======== 元の文章

今年デビュー20周年のJUJUが「ソニー銀行 presents -ジュジュ苑スーパーライブ- スナックJUJU 東京ドーム店 ~ママがJUJU 20周年を盛大にお祝い!! 一夜限りの大人の歌謡祭~」を2月17日に東京ドームで行なった。

ライヴPHOTO/Michiko Kiseki(KISEKI inck)、Chie Kato(CAPS)、Kayoko Yamamoto
ライヴPHOTO/Michiko Kiseki(KISEKI inck)、Chie Kato(CAPS)、Kayoko Yamamoto

「スナックJUJU」がついにここまで来た――「スナックJUJU」はJUJUが“ママ”として昭和歌謡を中心に歌い上げるカヴァーシリーズで、2016年リリースのカヴァーアルバム『スナックJUJU ~夜のRequest~』は大ヒットを記録。ライヴも国立代々木競技場第一体育館、さいたまスーパーアリーナ、横浜アリーナ等とスケールアップし、“世界最大のスナック”として開店し、昨年は全国で「スナックJUJU」を開店して欲しいという多くのファンの声に応え、初の47都道府県(全53公演)公演を行い、今年ついに“水道橋店”=東京ドーム店を開店させた。ママの歌が聴きたくて、ママと一緒に飲みながら話がしたくて、この日も5万人のお客さんが駆け付けた。

昭和歌謡や名曲の数々をママが一曲一曲丁寧にかつ繊細に、そして大胆に歌う

<それでもわたしは 今日も恋の歌 うたってる>――本編最後で歌ったちあきなおみの名曲「喝采」の歌詞だが、この言葉が「スナックJUJU」の、そしてママの歌のテーマになっているのではないだろうか。昭和歌謡は恋愛のシーン、その主人公達の心情を綴ったドラマティックな歌詞とメロディで描かれている曲が多い。そんな名曲の世界観をママが一曲一曲丁寧にかつ繊細に、そして大胆に歌い、伝えていた。

アリーナにはテーブル席がズラリ
アリーナにはテーブル席がズラリ

東京ドーム店のボーイ・人気声優の神尾晋一郎の影アナが流れてきて、開店が近いことを告げる。オープニングナンバーは「二人でお酒を」だ。大きな拍手に迎えられママがステージに登場。バンマス・石成正人率いる超一流の“流しのミュージシャン”達の音と、ママの歌声が広い会場に溶けて行く。今、“お酒”という言葉を一番美しく、美味しそうに伝えられるのはママだろう。アリーナに円卓テーブルがズラリと並ぶ光景は圧巻。スナックというより世界一大きく派手なキャバレーのようにも見えてくる。「メモリーグラス」でLEDリストバンドが点灯し、客席は美しい“お酒の花”が満開したような光の海になる。「じれったい」を歌い終わるとママから“いらっしゃい”の挨拶だ。客席から「ママー!」の掛け声が飛び交う。「私、当店のママでございます。本日はこの水道橋のお店に足お運びいただき、ありがとうございます。楽しい一夜限りの歌謡祭になるといいなと思っています」。

================
======== データ抜粋

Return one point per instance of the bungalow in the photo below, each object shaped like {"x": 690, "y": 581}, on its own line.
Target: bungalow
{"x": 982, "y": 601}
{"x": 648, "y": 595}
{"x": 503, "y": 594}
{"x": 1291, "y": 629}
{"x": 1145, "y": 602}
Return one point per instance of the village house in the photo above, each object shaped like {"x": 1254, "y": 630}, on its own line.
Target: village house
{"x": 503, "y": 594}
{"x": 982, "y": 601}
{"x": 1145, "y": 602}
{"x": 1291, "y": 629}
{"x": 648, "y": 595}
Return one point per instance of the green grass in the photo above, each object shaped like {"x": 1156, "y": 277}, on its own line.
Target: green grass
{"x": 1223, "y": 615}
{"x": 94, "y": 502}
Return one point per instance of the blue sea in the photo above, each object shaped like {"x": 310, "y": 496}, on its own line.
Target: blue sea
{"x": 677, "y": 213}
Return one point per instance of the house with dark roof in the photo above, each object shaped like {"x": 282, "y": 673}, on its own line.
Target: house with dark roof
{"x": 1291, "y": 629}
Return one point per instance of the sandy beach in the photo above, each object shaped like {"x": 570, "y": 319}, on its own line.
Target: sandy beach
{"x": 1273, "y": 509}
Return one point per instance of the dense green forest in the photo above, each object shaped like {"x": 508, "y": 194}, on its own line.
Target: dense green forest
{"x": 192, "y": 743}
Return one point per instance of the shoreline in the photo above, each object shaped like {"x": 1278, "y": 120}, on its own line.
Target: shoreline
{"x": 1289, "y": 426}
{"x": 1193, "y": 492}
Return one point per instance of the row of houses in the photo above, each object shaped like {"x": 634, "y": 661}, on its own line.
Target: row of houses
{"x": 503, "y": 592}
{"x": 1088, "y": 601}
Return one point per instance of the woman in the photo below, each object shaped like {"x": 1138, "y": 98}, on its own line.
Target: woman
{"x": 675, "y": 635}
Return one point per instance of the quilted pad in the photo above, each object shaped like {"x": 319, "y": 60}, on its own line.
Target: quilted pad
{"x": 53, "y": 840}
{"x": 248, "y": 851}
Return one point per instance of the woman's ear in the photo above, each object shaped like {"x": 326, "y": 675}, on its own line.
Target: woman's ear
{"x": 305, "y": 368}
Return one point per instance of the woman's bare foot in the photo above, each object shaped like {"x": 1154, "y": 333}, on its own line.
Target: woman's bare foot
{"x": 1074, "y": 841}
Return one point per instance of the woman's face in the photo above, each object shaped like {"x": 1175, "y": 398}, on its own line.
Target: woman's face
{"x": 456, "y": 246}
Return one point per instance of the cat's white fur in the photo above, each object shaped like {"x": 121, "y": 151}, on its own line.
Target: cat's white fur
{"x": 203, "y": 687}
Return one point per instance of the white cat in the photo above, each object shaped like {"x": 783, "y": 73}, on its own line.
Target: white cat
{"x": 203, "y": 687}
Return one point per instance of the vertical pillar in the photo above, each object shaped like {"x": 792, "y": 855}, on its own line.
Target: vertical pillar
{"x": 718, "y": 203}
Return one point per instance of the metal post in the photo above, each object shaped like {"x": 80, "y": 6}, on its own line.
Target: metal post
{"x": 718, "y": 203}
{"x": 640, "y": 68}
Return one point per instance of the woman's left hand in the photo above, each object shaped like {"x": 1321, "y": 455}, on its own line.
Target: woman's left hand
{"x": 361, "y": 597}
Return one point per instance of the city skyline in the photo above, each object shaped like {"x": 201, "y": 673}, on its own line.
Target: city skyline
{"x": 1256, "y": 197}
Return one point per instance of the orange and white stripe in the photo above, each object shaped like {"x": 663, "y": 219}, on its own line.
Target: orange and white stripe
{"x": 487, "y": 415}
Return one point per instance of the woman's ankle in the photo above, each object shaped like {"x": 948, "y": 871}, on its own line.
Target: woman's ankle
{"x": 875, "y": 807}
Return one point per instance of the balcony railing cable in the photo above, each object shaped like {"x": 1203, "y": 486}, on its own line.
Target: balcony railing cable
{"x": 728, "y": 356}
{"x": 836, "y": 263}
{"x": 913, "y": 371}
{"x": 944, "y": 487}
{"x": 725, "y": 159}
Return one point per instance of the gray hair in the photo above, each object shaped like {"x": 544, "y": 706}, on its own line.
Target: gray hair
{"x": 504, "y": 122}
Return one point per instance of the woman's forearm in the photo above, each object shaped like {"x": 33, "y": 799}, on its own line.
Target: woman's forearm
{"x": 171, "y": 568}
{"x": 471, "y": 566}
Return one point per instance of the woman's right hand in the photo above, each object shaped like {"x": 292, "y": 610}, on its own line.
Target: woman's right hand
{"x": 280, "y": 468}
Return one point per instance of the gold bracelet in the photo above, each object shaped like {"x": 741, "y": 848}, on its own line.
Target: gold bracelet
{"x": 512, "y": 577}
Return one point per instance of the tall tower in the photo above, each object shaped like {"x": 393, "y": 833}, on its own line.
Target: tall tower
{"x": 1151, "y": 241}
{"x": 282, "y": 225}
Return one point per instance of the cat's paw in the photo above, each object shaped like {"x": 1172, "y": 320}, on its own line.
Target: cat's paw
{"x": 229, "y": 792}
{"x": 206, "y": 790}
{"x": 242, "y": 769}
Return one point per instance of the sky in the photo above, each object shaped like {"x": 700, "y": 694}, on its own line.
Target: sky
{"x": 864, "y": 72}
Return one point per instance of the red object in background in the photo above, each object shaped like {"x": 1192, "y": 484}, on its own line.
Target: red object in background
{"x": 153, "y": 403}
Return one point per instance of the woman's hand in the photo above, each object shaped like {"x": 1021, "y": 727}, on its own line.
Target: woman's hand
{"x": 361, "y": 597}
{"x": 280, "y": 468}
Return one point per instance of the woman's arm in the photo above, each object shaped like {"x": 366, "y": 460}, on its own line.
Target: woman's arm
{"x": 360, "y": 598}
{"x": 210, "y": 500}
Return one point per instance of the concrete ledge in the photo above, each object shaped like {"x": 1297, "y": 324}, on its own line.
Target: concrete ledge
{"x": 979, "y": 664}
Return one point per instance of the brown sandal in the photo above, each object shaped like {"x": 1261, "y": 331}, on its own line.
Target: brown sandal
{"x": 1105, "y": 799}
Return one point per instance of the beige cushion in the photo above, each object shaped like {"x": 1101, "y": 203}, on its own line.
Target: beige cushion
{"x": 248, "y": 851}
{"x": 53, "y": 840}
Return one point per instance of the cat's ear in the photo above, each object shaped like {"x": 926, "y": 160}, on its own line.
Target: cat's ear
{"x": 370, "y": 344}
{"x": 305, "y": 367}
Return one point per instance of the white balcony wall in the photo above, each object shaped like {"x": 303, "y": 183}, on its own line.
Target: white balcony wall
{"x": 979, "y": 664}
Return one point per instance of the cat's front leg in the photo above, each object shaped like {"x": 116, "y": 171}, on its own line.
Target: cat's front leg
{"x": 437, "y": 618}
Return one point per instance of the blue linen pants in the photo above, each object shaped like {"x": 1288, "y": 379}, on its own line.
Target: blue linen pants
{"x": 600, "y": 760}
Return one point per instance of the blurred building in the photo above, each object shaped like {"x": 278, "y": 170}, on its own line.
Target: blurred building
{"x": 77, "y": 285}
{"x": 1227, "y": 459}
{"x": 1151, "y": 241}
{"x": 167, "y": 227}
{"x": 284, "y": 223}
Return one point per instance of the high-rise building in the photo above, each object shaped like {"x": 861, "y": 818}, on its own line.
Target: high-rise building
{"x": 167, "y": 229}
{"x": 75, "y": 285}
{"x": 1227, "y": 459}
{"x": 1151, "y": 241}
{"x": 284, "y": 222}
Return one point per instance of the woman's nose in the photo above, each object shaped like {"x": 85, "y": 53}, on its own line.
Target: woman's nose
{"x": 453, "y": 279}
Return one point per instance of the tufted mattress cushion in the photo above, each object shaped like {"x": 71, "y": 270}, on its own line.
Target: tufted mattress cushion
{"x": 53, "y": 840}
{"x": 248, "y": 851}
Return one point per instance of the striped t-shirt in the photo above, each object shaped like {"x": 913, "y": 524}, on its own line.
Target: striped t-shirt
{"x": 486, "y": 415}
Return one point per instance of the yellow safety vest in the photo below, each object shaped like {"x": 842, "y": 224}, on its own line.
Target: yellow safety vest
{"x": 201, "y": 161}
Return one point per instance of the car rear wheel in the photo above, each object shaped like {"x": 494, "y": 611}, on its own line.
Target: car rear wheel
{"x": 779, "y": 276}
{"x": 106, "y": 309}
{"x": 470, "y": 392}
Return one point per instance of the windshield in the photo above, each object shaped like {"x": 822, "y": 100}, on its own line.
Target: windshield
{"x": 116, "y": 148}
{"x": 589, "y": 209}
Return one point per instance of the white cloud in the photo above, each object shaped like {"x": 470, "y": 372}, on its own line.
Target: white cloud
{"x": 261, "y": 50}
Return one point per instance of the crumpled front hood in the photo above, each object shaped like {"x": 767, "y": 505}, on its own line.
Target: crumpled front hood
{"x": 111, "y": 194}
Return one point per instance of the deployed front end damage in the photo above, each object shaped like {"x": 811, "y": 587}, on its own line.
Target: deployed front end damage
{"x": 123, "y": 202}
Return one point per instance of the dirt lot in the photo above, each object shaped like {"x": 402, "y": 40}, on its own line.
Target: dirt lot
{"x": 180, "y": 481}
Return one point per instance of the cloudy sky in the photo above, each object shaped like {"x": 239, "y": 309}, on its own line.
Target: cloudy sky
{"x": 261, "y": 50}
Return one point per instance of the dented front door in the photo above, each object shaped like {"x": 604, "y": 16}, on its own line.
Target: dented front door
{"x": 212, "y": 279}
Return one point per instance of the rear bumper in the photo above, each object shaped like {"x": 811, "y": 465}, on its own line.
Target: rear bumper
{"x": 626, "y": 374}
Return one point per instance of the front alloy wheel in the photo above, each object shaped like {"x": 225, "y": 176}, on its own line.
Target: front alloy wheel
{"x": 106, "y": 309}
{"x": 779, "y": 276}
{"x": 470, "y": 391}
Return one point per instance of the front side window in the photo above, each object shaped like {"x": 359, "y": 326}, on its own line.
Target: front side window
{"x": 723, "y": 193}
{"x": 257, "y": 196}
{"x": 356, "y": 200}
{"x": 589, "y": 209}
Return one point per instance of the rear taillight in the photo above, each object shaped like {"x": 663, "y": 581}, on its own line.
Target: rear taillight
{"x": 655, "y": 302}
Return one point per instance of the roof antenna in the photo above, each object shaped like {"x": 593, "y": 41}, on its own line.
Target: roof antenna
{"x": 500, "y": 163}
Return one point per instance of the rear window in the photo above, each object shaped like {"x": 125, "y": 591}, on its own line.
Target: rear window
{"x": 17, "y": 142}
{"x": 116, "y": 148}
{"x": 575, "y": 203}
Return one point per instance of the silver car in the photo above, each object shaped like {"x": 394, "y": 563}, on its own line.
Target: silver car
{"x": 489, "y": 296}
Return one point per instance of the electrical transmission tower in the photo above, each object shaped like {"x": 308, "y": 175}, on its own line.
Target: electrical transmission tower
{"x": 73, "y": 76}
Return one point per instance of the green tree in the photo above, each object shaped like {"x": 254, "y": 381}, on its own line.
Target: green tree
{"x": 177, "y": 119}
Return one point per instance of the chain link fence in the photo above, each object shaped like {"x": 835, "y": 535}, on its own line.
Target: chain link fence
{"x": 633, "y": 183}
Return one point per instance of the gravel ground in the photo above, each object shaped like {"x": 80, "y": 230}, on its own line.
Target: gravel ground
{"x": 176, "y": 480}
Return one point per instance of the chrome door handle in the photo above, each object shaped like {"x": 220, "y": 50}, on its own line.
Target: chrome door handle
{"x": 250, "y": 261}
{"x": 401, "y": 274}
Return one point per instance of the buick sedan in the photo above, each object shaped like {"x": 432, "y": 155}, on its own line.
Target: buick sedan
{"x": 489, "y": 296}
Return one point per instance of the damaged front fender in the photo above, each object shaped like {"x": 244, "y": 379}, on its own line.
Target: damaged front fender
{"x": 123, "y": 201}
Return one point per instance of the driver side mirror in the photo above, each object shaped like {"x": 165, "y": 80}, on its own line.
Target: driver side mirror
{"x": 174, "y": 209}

================

やること: JUJUの東京ドーム公演を伝える文章で、オープニングナンバーとして歌われた曲は何ですか。 一覧は使わなくてかまいません。

解答: 「二人でお酒を」